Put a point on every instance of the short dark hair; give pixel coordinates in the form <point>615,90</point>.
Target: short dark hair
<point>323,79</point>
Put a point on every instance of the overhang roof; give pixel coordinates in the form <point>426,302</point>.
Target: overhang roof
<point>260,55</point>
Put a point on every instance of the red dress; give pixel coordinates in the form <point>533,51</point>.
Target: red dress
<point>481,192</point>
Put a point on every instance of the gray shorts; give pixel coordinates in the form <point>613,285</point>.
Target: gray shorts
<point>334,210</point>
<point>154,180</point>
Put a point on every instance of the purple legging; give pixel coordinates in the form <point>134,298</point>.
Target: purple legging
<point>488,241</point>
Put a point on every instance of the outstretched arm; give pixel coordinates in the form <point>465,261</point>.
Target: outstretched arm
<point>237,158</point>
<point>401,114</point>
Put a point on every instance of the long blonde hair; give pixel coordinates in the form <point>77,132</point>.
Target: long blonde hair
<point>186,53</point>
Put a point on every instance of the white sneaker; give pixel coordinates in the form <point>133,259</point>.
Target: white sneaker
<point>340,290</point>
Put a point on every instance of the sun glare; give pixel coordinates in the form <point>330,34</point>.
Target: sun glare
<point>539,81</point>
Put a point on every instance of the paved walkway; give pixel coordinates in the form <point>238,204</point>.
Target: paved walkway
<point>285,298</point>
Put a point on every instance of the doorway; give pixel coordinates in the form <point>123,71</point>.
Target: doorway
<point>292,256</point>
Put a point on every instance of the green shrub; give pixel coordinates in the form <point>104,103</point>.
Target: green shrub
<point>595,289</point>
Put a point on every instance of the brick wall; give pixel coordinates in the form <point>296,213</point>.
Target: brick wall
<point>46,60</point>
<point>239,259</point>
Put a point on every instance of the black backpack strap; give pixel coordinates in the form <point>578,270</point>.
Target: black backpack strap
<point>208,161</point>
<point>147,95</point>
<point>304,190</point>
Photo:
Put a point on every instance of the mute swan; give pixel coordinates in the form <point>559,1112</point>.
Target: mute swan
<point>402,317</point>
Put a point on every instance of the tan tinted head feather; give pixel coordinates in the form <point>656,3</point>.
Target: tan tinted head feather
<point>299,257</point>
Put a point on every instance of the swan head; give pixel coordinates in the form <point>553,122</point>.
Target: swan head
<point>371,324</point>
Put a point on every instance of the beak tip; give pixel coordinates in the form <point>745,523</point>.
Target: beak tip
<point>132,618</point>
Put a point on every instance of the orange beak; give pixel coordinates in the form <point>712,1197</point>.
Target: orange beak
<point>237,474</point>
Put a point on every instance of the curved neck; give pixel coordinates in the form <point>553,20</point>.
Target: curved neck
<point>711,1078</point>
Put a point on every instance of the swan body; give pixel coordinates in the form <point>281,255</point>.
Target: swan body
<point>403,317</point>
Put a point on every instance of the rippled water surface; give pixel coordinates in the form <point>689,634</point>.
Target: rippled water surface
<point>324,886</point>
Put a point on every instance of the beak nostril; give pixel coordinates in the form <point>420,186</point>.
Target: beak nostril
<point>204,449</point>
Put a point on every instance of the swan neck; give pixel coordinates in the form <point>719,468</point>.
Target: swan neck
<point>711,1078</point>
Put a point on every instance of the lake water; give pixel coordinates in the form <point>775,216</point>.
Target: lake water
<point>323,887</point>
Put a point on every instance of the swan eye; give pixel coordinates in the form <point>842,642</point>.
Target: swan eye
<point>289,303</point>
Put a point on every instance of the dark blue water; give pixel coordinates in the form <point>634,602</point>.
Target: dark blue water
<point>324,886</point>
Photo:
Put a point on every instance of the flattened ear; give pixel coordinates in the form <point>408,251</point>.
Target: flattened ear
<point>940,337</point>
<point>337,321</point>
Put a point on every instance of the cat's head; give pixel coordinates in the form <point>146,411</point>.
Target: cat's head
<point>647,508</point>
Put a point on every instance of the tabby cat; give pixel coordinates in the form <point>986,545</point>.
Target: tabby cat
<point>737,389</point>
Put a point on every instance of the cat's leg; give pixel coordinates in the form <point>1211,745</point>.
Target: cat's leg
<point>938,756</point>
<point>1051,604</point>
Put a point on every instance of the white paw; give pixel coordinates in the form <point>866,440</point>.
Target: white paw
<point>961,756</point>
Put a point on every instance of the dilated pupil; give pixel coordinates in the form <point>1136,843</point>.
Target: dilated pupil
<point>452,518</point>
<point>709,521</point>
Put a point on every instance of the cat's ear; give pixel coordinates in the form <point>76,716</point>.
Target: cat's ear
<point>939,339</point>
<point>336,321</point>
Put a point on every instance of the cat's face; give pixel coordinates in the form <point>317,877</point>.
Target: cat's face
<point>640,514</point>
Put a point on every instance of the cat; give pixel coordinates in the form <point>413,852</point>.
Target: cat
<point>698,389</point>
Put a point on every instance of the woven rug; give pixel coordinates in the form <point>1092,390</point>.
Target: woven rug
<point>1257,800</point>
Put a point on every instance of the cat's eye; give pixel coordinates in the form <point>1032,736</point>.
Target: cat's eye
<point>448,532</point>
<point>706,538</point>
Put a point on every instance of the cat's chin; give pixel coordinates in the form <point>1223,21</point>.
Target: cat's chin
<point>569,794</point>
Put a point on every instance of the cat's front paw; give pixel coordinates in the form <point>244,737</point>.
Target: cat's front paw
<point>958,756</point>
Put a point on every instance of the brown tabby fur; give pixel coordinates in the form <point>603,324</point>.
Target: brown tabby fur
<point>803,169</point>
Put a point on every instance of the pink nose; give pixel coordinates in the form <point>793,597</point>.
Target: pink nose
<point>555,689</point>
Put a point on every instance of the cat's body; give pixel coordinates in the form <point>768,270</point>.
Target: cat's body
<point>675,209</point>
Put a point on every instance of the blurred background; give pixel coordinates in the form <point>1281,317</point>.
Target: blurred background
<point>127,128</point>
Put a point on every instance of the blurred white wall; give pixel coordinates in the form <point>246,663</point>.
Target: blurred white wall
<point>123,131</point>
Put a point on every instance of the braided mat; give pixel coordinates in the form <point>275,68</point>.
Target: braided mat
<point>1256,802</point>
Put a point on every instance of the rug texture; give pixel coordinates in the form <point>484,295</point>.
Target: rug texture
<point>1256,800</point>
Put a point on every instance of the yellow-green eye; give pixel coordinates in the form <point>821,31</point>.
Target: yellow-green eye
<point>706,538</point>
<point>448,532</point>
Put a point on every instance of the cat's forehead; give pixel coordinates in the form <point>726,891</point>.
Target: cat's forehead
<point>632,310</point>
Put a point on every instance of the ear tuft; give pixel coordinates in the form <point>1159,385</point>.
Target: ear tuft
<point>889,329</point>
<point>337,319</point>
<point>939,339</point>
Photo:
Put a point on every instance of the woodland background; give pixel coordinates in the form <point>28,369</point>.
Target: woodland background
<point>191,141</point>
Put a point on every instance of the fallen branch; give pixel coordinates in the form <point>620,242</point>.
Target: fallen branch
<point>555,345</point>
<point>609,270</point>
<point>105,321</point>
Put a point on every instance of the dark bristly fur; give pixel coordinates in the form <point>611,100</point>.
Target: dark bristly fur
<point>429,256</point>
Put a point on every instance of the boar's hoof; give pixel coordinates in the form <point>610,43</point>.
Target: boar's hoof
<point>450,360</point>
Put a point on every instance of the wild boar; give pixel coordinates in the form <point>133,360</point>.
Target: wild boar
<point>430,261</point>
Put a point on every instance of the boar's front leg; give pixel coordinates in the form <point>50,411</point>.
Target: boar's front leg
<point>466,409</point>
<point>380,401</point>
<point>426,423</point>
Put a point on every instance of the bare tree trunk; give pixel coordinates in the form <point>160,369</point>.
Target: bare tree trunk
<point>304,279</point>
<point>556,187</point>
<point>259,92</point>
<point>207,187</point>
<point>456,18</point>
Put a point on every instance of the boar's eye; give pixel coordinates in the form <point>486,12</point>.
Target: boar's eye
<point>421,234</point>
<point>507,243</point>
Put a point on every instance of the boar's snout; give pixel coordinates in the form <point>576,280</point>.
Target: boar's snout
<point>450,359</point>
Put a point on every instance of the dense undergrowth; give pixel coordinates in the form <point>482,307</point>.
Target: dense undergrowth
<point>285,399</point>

_Description of the task_:
A verbatim transcription is needed of the lines above, starting at the line with "Target: cat's forehead" and ending at the line with "Put a point on every instance of the woodland", both included, and of nothing else.

_Final answer_:
Target: cat's forehead
<point>632,310</point>
Put a point on every instance of the ear tuft; give pixel coordinates in the form <point>1159,385</point>.
Target: ear tuft
<point>889,329</point>
<point>337,319</point>
<point>939,339</point>
Photo:
Put a point on every instance of the woodland background; give pixel coordinates in the form <point>28,369</point>.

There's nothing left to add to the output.